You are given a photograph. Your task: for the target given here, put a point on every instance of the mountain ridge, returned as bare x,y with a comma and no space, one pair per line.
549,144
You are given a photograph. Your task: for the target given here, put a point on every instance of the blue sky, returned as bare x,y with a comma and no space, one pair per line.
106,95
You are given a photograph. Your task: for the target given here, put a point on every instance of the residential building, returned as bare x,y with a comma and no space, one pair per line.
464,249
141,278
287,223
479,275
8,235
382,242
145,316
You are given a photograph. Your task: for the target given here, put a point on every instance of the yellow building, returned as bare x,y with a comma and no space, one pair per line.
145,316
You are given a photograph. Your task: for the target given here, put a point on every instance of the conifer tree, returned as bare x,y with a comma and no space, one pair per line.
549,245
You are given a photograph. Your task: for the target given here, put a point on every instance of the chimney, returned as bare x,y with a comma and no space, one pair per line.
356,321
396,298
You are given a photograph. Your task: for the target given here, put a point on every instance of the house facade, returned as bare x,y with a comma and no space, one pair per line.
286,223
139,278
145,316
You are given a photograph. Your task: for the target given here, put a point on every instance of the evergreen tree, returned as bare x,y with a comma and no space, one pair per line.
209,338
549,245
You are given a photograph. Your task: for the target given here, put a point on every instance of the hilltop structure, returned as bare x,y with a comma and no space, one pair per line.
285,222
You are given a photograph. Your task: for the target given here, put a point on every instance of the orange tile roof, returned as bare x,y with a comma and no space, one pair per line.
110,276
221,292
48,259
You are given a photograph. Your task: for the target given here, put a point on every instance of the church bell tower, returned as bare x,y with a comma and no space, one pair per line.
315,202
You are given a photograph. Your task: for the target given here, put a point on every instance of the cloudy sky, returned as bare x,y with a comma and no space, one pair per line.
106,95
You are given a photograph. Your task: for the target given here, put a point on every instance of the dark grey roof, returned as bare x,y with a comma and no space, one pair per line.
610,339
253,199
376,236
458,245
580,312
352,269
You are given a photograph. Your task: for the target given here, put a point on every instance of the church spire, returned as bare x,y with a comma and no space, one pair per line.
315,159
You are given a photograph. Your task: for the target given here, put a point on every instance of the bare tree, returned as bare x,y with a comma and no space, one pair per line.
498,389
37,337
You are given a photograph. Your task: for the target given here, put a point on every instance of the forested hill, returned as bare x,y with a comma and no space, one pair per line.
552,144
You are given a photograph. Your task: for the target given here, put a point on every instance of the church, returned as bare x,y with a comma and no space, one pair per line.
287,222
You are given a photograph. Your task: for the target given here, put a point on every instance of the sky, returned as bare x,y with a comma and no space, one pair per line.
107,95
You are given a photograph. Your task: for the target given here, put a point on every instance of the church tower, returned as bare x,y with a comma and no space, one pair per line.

****

What the exercise asks » Could the entire listing be repeated exactly as written?

Reply »
You are given a photograph. Your task: for the target given here, put a point on every instance of the mountain ridge, returned as bare x,y with a comma and no space, one pair per line.
549,144
You are given a photograph. Your task: for the target given here, put a point on every instance of the blue sky, returned as bare x,y with a comma and no space, one pair per line.
106,95
You are given a photograph. Your task: for the target given here, put a point on every instance of the residential building, returned as bare x,y with a comma and no space, one pair per line.
464,249
141,278
287,223
479,275
8,235
382,242
145,316
You are given a photograph. Your task: for the target given here, put a point on every instance of the yellow building, returned as bare x,y with a comma and no space, one pair per line.
145,316
You are given a photograph. Your task: for the target given here, put a point on every instance of the conifer tree, returned as bare x,y with a comma and no space, one pair per line.
549,245
You are given a photograph. Your task: for the target given here, put a point on every instance of the chimney, returned as bare x,y with a comma and no space, one pair per line.
356,321
396,298
You are given a photograph. Your task: for the target given here, put a point on every instance of the house facade, returned as bare x,y with a comma and no space, one pair per line.
286,223
139,278
145,316
You are given a photograph. Your task: for the target given here, put a point on every instance of the evergreen tree, returned as bare x,y with a comma and no space, one pair per line.
209,338
549,245
You are given a photograph. Your task: for the target given here, put a point on every instance of the hilltop structure, returned as bare x,y with a comma and no space, one pair per line.
285,222
You are given a photograph. Your task: for the target given here, put a point on every instance of the orange tile roof, returned as bare x,y with a comma and no space, one pair per line.
110,276
221,292
48,259
You are given a photograph. Your task: for the target given here, put a point on every instance of the church bell tower, returned as bare x,y with a comma and no space, one pair per line.
315,202
You are given a photograph. Your task: for the target given here, put a point on every instance of the cloudy sky, returned as bare x,y with a comma and no space, one pair per line.
106,95
You are given a photograph. Your task: for the target given here, put a point on every instance of the dark grey roof, returned as bare x,y with a comma and no space, one pair per line.
610,339
253,199
376,236
458,245
580,312
352,269
You are given a photograph. Your task: for the target given here, put a point on every instance of the church spire, returned as bare x,y with a comma and no space, one pair per line.
315,159
You are given a photograph. Your task: for the target given here, put a point on every instance of the bare tree, returned as bare x,y with a comma and no space, one pair per line.
498,389
37,337
You are given a photograph. Your task: for the target given here, put a point on every instance of the forested hill, returned as bare x,y with a comma and no space, one pair per line.
552,144
You are given a photograph. Your task: for the target given here, put a point on every instance of the church, returned as bare x,y with a comma and no space, one pair per line.
287,222
You are given a photograph. Your task: for the target given here, put a point on every instance of the sky, returned as bare x,y with a comma and no space, one pair per line.
107,95
You are given a photograph. Your task: for the target given here, put a point on every instance of the church tower, returned as bare x,y with a comma and no space, one pair per line.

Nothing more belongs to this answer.